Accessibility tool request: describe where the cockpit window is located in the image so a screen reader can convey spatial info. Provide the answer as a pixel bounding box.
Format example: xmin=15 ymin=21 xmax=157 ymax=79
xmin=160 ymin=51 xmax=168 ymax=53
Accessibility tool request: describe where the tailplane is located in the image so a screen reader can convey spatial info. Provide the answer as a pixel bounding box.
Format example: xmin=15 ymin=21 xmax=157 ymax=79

==================================================

What is needed:
Copy all lines from the material that contain "pixel".

Output for this task:
Accessibility tool request: describe where the cockpit window is located in the image so a screen reader can convey spatial info. Provide the answer as a pixel bounding box.
Accessibility tool request: describe where the tailplane is located in the image so a screen reader can convey spatial info. Provide the answer as a pixel bounding box.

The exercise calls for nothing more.